§ **WHAT YOU WILL DO**
Could you reproduce, exactly and alone, the lines running from the one with "green foliage, just" to the end of the data below?
*** Begin section ***
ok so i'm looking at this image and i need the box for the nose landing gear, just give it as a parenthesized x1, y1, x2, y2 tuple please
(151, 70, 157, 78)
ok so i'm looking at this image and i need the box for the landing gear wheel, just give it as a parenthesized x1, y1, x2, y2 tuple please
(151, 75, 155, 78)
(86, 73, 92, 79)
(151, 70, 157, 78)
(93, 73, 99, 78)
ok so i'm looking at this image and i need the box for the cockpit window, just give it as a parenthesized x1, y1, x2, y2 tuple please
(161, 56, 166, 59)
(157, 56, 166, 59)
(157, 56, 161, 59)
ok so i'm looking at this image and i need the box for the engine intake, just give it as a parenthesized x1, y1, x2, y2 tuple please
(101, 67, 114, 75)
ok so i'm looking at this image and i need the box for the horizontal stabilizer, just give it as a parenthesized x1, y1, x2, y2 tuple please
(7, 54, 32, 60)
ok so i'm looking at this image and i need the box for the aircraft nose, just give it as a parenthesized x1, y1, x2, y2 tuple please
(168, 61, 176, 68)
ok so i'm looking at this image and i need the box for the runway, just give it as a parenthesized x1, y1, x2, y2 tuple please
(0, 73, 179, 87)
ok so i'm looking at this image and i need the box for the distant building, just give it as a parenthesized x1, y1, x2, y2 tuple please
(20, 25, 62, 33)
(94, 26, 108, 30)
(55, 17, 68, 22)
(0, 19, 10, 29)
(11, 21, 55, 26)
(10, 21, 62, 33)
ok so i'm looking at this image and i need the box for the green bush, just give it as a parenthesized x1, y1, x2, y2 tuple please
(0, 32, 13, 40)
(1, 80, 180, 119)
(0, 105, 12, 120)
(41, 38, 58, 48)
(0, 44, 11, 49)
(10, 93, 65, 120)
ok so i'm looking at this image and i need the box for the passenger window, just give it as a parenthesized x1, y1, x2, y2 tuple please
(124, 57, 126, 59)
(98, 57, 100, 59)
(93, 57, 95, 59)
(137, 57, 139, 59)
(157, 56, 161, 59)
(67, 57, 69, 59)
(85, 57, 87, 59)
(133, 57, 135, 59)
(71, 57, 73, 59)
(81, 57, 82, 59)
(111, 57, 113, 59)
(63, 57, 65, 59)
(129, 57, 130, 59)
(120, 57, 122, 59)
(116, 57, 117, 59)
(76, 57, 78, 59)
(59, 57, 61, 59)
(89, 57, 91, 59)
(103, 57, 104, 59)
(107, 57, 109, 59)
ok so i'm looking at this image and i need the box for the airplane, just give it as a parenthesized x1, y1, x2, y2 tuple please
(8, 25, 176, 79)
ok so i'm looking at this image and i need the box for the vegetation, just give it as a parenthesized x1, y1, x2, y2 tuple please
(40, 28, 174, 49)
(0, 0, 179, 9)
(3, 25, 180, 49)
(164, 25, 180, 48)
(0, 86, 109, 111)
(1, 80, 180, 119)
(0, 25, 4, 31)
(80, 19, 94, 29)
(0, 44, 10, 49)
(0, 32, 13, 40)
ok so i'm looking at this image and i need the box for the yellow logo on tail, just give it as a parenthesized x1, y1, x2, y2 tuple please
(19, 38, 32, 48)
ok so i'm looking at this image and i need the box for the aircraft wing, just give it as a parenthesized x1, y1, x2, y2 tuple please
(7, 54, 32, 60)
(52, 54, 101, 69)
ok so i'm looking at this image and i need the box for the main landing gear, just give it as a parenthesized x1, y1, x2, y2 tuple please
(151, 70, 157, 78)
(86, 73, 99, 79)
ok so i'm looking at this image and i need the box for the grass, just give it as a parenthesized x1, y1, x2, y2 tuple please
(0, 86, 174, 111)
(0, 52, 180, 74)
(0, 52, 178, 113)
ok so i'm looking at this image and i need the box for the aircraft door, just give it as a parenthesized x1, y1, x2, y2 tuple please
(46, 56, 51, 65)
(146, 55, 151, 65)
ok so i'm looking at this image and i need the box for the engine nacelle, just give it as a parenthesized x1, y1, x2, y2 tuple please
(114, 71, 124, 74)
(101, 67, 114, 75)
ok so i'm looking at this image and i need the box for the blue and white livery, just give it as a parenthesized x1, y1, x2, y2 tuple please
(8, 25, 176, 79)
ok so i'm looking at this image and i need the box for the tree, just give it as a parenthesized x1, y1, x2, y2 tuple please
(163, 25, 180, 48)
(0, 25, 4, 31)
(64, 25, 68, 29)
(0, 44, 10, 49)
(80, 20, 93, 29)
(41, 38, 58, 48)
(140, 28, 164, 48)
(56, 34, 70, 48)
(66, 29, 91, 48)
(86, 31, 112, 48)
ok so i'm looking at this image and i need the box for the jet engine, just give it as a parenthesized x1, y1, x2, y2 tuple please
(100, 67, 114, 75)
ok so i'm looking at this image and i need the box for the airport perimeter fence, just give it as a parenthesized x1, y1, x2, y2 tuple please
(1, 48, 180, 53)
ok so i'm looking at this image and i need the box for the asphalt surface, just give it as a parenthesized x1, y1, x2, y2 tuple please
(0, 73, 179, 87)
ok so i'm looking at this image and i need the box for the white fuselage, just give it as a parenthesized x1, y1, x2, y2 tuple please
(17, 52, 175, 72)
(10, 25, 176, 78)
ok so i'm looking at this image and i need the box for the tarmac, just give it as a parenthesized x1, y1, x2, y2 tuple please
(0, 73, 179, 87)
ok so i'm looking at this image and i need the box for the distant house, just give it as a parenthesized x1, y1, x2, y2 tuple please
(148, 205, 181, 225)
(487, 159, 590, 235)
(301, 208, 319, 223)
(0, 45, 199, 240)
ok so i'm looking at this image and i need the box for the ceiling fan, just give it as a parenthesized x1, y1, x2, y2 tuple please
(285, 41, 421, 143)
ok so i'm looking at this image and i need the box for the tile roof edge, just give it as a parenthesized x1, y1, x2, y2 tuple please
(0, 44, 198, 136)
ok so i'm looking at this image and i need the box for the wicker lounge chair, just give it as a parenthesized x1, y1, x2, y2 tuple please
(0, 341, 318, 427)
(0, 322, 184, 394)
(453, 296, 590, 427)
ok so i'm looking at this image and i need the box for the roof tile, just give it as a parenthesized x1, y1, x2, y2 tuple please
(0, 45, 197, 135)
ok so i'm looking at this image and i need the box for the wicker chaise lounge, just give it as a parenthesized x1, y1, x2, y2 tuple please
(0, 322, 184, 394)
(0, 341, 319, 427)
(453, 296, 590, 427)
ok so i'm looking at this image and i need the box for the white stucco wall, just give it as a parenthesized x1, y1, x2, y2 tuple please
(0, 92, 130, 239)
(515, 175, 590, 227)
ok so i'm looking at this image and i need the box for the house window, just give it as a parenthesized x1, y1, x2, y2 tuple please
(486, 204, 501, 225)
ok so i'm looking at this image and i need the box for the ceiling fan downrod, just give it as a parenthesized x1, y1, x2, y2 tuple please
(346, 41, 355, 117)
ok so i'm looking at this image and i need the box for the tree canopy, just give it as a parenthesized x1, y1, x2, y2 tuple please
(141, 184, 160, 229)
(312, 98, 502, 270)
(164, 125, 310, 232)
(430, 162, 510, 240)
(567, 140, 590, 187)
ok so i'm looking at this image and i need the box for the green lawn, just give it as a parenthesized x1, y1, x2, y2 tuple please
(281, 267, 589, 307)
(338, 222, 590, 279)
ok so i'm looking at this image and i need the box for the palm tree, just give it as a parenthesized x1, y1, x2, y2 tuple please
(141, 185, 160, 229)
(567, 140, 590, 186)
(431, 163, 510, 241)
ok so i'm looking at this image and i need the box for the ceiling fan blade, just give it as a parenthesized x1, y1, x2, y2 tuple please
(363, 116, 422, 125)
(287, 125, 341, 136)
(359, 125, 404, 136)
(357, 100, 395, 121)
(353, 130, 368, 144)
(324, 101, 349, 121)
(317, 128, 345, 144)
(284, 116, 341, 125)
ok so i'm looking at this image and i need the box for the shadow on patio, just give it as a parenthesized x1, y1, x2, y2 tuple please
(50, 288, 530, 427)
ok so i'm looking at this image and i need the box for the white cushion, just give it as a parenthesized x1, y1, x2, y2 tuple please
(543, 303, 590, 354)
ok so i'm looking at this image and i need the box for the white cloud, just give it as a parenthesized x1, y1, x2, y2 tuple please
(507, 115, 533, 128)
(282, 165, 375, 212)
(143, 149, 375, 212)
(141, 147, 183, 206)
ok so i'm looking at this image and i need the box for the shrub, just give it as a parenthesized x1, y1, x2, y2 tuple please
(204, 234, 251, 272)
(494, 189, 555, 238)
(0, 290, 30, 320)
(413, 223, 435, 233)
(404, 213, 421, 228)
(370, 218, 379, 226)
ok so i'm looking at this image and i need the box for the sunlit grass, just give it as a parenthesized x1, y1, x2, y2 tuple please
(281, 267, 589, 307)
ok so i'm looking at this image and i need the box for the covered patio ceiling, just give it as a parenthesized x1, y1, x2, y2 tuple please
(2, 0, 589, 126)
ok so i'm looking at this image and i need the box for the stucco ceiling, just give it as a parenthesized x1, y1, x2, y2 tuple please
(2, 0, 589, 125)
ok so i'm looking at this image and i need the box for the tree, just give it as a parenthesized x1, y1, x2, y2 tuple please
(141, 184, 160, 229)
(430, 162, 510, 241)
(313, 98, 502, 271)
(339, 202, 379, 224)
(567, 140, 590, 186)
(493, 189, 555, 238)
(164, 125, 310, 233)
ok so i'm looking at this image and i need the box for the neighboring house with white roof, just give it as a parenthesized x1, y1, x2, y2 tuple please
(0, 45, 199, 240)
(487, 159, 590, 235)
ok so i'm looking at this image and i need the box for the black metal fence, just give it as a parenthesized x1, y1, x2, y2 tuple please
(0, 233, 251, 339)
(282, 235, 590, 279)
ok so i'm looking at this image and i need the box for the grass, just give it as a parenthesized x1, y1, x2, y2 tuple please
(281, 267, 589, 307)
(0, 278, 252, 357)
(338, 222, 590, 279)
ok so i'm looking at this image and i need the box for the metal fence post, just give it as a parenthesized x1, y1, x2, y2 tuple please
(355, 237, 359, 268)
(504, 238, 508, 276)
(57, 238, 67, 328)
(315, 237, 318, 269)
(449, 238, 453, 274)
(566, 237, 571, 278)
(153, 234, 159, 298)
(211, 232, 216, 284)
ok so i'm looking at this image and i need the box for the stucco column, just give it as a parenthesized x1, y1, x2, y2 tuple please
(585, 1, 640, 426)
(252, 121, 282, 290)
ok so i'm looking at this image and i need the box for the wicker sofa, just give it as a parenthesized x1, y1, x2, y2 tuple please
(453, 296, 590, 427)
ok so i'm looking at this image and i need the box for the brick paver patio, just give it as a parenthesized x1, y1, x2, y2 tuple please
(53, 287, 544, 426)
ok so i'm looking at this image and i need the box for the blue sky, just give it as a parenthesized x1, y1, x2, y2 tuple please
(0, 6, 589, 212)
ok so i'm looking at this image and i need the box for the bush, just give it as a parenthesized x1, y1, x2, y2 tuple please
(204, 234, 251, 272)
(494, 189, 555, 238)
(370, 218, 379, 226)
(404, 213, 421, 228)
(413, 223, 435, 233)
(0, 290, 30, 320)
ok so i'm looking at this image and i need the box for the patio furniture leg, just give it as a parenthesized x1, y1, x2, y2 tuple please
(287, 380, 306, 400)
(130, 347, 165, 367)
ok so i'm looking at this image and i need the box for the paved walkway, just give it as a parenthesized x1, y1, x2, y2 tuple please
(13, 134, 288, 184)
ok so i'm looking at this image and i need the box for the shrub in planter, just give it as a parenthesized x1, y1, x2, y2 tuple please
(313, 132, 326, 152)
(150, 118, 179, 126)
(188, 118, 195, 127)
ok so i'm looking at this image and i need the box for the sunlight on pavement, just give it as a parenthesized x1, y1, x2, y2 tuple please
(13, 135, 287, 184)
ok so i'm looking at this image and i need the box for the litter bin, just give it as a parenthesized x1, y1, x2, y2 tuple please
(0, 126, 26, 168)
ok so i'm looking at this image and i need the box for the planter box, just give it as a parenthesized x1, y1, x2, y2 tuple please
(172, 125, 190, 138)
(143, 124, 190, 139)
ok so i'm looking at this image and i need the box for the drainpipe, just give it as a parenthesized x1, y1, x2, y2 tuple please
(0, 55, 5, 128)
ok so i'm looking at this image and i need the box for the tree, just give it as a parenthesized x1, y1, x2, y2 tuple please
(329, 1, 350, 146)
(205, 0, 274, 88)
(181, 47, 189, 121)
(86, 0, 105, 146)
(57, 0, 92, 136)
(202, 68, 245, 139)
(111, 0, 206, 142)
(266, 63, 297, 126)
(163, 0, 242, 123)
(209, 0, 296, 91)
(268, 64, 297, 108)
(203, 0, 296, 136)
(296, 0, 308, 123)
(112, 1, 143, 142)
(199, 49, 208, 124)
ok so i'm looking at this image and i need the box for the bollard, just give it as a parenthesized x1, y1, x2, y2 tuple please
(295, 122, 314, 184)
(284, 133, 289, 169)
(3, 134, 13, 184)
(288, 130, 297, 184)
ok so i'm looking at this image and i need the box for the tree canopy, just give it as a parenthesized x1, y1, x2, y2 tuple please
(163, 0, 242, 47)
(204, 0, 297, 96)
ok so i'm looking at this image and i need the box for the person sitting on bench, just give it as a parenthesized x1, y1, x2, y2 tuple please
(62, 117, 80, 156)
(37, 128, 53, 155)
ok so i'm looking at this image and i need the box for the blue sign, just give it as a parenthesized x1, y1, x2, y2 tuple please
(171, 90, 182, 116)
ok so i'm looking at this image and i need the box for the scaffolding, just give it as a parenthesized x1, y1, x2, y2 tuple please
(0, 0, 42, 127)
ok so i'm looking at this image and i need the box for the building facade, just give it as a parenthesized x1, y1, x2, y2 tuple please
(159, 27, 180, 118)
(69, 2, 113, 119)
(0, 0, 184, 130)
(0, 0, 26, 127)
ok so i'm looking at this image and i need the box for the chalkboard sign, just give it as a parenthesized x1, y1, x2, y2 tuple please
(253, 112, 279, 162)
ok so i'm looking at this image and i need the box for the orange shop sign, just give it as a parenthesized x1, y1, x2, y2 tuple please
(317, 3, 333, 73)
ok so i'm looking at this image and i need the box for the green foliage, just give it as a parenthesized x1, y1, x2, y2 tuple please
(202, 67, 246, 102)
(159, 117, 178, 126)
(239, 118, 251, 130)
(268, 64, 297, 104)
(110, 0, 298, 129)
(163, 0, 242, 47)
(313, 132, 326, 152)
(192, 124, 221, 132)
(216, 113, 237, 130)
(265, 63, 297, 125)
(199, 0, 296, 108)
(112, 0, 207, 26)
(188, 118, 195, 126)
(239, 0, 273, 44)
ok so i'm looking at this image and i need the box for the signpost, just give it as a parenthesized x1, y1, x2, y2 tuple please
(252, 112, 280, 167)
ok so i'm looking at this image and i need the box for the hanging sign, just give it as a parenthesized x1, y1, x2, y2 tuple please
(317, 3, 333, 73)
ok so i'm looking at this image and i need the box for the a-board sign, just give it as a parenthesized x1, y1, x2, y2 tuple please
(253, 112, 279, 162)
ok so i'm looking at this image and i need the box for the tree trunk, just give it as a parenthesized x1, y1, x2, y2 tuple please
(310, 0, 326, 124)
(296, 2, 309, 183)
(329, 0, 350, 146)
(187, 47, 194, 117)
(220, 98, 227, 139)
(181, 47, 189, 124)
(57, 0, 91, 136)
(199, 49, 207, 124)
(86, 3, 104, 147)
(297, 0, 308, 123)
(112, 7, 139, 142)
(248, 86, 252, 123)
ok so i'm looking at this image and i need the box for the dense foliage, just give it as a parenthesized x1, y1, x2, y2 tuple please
*** End section ***
§ **TASK RESPONSE**
ok so i'm looking at this image and i need the box for the green foliage, just give it as a parenthesized x1, y1, x2, y2 tuple please
(202, 67, 246, 102)
(159, 117, 178, 126)
(239, 118, 251, 130)
(268, 64, 297, 104)
(110, 0, 298, 129)
(163, 0, 242, 47)
(313, 132, 326, 152)
(192, 124, 221, 132)
(216, 113, 237, 130)
(265, 63, 297, 125)
(199, 0, 296, 108)
(112, 0, 207, 26)
(188, 118, 195, 126)
(239, 0, 273, 44)
ok so i'm looking at this image and i need the box for the signpost, just give it as a parenthesized x1, y1, x2, y2 tuple please
(252, 112, 280, 167)
ok so i'm looking at this image and i need the box for the hanging sign, just give it as a parenthesized x1, y1, x2, y2 tuple please
(317, 3, 333, 73)
ok so i'm looking at this image and i need the box for the a-board sign, just give it as a parenthesized x1, y1, x2, y2 tuple please
(253, 112, 279, 162)
ok so i'm looking at this image and i need the box for the tree trunk, just give it as a parenthesized x1, y1, x2, y2 tuple please
(310, 0, 326, 124)
(296, 2, 309, 183)
(329, 0, 350, 146)
(187, 47, 194, 117)
(220, 98, 227, 139)
(181, 47, 189, 124)
(57, 0, 91, 136)
(199, 49, 207, 124)
(86, 3, 104, 147)
(297, 0, 308, 123)
(112, 7, 139, 142)
(248, 86, 252, 123)
ok so i'm looking at this image and i need the box for the dense foliage, just give it as a parenthesized x1, y1, x2, y2 tuple please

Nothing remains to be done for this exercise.